* [GOAL OF THE EXERCISE] Decide whether each statement below agrees with the CATS abstract, and answer yes or no for each with the deciding words from the abstract quoted exactly. (a) The method takes phi and psi dihedral angles of the protein backbone as its descriptors. (b) GROMOS produced more unique clusters than CATS. (c) The analyzed trajectories were of the Tau/R2(273–284) fragment in solution with TMAO and urea osmolytes.

* [TEXT EXCERPT]
__________
CATS: A Tool for Clustering the Ensemble of Intrinsically Disordered Peptides on a Flat Energy Landscape

We introduce the combinatorial averaged transient structure (CATS) clustering method as a means to cluster protein structure ensembles based on the distributions of protein backbone descriptor coordinates. In our study, we use phi and psi dihedral angle coordinates of the protein backbone as descriptors due to their translational and rotational invariance. The CATS method was developed to produce unique structure ensembles that are typically difficult to obtain from flat energy landscapes using a one-dimensional separation value (e.g., RMSD cutoff). Through the use of higher-dimensional descriptor coordinates, we remedy structure resolution shortcomings of standard clustering algorithms due to large RMSD fluctuations between structures. We compare the performance of CATS to an RMSD-based clustering method GROMOS, which may not be the best choice for IDP clustering since separation quality heavily relies on cutoff values instead of energy landscape minima. We demonstrate the performance of CATS and GROMOS by analyzing the all-atom molecular dynamics trajectories of the Tau/R2(273–284) fragment in solution with TMAO and urea osmolytes from prior studies. Our study reveals that the CATS method produces more unique clusters than the GROMOS method as a result of higher-dimensional distributions of the descriptor coordinates. The cluster centers produced by CATS correspond to local minima in the multidimensional potential mean force, which generates a structure ensemble that adequately samples the energy landscape.
__________
* [RECORDS SUPPLIED]
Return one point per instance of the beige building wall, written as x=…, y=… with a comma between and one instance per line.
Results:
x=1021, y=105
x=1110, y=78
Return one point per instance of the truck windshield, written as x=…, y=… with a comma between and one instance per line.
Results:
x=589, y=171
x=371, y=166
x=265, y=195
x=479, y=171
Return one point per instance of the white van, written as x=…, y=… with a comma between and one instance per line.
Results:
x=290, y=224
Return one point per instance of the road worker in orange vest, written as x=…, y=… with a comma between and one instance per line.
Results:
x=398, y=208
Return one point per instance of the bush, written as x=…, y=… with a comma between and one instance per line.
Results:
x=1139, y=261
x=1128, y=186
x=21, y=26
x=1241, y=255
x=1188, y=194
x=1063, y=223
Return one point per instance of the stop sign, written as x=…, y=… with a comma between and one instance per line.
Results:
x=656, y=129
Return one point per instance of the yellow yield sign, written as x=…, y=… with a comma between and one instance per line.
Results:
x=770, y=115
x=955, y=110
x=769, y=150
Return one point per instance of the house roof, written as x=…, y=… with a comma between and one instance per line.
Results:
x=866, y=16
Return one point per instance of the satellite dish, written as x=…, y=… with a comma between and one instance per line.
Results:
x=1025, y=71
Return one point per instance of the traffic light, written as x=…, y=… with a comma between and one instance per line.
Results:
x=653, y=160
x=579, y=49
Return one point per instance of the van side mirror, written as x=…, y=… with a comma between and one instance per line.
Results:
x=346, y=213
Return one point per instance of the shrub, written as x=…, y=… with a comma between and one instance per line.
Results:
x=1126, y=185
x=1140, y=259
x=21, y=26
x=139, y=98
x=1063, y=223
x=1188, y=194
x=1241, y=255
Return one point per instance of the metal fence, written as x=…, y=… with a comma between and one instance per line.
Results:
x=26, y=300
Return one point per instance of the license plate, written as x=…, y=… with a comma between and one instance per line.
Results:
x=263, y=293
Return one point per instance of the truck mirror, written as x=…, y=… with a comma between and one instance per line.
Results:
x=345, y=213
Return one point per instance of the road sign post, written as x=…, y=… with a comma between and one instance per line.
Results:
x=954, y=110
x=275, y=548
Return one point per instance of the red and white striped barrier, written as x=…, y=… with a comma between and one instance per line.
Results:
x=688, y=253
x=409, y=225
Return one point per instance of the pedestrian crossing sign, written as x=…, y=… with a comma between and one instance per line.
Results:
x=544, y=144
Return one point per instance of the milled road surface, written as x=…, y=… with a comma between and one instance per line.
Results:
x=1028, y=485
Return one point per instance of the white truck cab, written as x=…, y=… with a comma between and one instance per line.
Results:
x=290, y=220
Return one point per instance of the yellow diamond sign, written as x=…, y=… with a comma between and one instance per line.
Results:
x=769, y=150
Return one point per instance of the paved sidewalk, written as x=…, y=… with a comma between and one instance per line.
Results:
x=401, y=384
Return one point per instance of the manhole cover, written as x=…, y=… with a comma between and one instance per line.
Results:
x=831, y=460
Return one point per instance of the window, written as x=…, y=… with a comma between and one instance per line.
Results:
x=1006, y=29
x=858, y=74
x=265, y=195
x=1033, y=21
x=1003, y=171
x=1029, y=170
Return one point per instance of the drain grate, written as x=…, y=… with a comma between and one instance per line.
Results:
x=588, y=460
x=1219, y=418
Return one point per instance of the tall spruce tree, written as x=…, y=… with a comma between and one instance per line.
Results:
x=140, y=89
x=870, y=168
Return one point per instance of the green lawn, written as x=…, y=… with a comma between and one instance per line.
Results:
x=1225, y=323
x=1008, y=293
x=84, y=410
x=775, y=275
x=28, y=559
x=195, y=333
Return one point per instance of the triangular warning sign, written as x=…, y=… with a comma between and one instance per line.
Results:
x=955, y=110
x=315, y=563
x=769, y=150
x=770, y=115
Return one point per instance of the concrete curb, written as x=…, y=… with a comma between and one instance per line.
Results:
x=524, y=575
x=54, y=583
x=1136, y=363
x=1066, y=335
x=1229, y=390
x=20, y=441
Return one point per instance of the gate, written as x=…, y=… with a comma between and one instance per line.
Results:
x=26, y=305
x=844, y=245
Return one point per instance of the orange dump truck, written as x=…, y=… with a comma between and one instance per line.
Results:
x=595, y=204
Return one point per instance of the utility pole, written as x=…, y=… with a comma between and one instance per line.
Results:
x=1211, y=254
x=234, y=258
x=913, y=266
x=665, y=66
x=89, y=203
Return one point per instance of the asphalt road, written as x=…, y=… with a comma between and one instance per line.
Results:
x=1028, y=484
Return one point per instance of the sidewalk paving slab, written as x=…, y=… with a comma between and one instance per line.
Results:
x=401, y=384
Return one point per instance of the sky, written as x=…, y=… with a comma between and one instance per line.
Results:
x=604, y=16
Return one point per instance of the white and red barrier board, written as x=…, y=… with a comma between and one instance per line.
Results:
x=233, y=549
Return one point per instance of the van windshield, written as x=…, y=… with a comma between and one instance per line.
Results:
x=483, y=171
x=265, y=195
__________
* [TASK RESULT]
(a) Yes: "we use phi and psi dihedral angle coordinates of the protein backbone as descriptors"
(b) No: "the CATS method produces more unique clusters than the GROMOS method"
(c) Yes: "the Tau/R2(273–284) fragment in solution with TMAO and urea osmolytes"